**REQUIREMENT**
Could you render each line of the items below as a row of a Markdown table with the columns n and Line, numbering the rows and omitting blank lines?

Pointing dataset items:
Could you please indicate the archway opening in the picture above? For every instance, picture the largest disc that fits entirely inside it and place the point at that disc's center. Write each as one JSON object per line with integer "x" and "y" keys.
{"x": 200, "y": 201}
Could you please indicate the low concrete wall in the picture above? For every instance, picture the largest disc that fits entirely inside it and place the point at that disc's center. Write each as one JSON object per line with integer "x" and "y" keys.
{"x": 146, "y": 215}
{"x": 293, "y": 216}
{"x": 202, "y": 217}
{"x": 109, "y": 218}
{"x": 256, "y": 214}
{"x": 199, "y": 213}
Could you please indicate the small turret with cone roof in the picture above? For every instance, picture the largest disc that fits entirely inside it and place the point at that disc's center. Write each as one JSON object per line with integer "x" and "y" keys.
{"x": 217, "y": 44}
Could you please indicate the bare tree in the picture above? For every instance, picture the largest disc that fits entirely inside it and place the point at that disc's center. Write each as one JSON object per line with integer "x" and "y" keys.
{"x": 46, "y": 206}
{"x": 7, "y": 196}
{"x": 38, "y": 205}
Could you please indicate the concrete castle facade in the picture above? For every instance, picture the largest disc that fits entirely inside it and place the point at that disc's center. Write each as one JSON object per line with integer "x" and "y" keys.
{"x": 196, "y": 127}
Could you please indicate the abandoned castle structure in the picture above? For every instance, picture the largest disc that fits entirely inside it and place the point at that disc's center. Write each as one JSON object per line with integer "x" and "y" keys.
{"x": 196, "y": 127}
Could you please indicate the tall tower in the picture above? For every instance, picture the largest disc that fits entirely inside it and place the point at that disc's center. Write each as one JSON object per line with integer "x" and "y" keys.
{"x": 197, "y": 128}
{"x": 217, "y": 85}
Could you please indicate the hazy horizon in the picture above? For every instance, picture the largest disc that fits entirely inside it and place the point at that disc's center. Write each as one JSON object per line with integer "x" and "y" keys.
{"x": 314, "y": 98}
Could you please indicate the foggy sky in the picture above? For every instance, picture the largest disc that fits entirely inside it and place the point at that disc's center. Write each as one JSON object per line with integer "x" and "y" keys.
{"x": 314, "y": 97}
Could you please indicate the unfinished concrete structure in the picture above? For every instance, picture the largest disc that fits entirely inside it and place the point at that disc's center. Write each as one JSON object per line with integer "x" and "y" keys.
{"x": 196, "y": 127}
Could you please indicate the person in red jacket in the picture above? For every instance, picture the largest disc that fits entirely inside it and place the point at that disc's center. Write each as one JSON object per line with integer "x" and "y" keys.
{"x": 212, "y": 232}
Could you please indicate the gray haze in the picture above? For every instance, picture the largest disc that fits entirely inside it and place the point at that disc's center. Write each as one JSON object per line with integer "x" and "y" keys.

**EXERCISE RESULT**
| n | Line |
|---|---|
| 1 | Could you please indicate the archway opening in the picture above? For every instance, picture the largest disc that fits entirely inside it and place the point at that disc's center. Write each as one JSON object per line with integer "x" and "y" keys. |
| 2 | {"x": 200, "y": 201} |
| 3 | Could you please indicate the low concrete wall in the picture above? For every instance, picture the largest disc that fits entirely inside it and place the point at that disc's center. Write each as one JSON object per line with integer "x" and "y" keys. |
| 4 | {"x": 146, "y": 215} |
| 5 | {"x": 293, "y": 216} |
| 6 | {"x": 202, "y": 217} |
| 7 | {"x": 109, "y": 218} |
| 8 | {"x": 256, "y": 214} |
| 9 | {"x": 199, "y": 213} |
| 10 | Could you please indicate the small turret with cone roof in the picture above? For every instance, picture the largest disc that fits entirely inside it and place the point at that disc's center. Write each as one JSON object per line with integer "x" and "y" keys. |
| 11 | {"x": 217, "y": 44} |
| 12 | Could you please indicate the bare tree in the picture above? For every instance, picture the largest disc that fits entirely inside it and place the point at that disc's center. Write each as one JSON object per line with integer "x" and "y" keys. |
| 13 | {"x": 46, "y": 206} |
| 14 | {"x": 7, "y": 196} |
| 15 | {"x": 38, "y": 205} |
| 16 | Could you please indicate the concrete castle facade in the picture above? For every instance, picture the largest disc that fits entirely inside it and place the point at that disc's center. Write each as one JSON object per line with integer "x" and "y" keys. |
| 17 | {"x": 196, "y": 127} |
| 18 | Could you please indicate the abandoned castle structure in the picture above? For every instance, picture the largest disc that fits entirely inside it and place the point at that disc's center. Write each as one JSON object per line with integer "x" and "y" keys. |
| 19 | {"x": 196, "y": 127} |
| 20 | Could you please indicate the tall tower in the picture above? For every instance, picture the largest disc that fits entirely inside it and place the point at that disc's center. Write each as one JSON object per line with integer "x" and "y" keys. |
| 21 | {"x": 197, "y": 128} |
| 22 | {"x": 217, "y": 85} |
| 23 | Could you please indicate the hazy horizon in the picture above? For every instance, picture the largest disc that fits entirely inside it and place the point at that disc's center. Write each as one JSON object per line with integer "x" and "y" keys. |
| 24 | {"x": 314, "y": 98} |
| 25 | Could you please indicate the foggy sky in the picture above? For every instance, picture the largest disc that fits entirely inside it and place the point at that disc's center. Write each as one JSON object per line with integer "x" and "y" keys. |
| 26 | {"x": 314, "y": 97} |
| 27 | Could you please indicate the unfinished concrete structure in the picture above? For every instance, picture the largest disc that fits entirely inside it and place the point at that disc's center. Write each as one JSON object per line with integer "x" and "y" keys. |
| 28 | {"x": 196, "y": 127} |
| 29 | Could you please indicate the person in red jacket in the picture above? For every instance, picture the largest disc that fits entirely inside it and place the point at that disc's center. Write each as one JSON object per line with integer "x" and "y" keys. |
| 30 | {"x": 212, "y": 232} |
| 31 | Could you please indicate the gray haze in the picture above? For every instance, picture the largest disc that fits entirely inside it and place the point at that disc's center. Write each as one JSON object per line with integer "x" and "y" keys. |